<<<<

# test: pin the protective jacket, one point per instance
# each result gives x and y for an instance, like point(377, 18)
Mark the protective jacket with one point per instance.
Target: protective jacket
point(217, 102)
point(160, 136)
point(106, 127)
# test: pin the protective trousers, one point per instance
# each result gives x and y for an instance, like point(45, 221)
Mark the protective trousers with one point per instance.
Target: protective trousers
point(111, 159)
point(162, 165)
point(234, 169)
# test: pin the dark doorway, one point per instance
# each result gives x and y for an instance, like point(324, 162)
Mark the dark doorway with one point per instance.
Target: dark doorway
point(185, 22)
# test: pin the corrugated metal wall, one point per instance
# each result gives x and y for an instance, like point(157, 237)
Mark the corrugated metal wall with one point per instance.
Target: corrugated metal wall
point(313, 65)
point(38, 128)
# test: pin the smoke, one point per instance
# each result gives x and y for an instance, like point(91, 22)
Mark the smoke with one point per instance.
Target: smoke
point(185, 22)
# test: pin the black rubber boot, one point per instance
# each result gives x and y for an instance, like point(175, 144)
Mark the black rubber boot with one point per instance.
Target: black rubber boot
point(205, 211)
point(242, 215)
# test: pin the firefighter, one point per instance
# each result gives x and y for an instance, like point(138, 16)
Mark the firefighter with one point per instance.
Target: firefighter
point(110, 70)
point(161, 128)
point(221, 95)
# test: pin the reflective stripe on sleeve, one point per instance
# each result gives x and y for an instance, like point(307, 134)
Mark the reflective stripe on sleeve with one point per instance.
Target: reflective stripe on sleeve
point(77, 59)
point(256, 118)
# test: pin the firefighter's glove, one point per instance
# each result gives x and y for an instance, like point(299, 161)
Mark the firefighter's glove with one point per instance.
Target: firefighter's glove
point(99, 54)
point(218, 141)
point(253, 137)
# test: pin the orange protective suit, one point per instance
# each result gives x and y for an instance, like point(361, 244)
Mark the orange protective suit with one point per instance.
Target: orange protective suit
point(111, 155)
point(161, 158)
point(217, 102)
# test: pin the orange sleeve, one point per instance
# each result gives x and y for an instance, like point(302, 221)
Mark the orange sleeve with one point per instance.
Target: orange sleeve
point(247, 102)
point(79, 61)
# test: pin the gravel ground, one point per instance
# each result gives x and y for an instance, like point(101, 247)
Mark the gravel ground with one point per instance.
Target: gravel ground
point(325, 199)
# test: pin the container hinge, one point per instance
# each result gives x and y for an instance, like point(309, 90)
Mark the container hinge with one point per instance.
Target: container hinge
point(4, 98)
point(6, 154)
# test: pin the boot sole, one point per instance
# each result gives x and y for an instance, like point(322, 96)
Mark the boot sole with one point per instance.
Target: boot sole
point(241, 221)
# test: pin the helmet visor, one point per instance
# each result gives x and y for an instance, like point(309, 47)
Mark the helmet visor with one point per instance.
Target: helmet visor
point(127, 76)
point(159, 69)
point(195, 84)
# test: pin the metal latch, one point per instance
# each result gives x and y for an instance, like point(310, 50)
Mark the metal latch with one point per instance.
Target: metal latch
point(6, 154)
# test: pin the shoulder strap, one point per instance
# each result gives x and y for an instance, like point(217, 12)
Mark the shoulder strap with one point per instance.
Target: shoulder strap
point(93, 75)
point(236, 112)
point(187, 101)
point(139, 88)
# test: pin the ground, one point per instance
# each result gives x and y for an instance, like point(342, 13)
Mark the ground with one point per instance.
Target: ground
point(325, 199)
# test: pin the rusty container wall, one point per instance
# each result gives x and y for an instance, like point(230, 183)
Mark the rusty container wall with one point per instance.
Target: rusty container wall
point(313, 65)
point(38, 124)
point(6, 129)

>>>>

[EXERCISE OBJECTIVE]: Update the records from the line with "# test: pin the protective trousers, one" up to and including the line with "point(234, 169)" by putting "fire-resistant trousers" in place of "protective trousers", and leave everything else in those lines unchanged.

[COMPLETE ANSWER]:
# test: pin the fire-resistant trousers, one point per instance
# each result gives x and y for an instance, like point(45, 221)
Mark the fire-resistant trousers with one point per instance.
Target: fire-resistant trousers
point(111, 159)
point(162, 165)
point(234, 169)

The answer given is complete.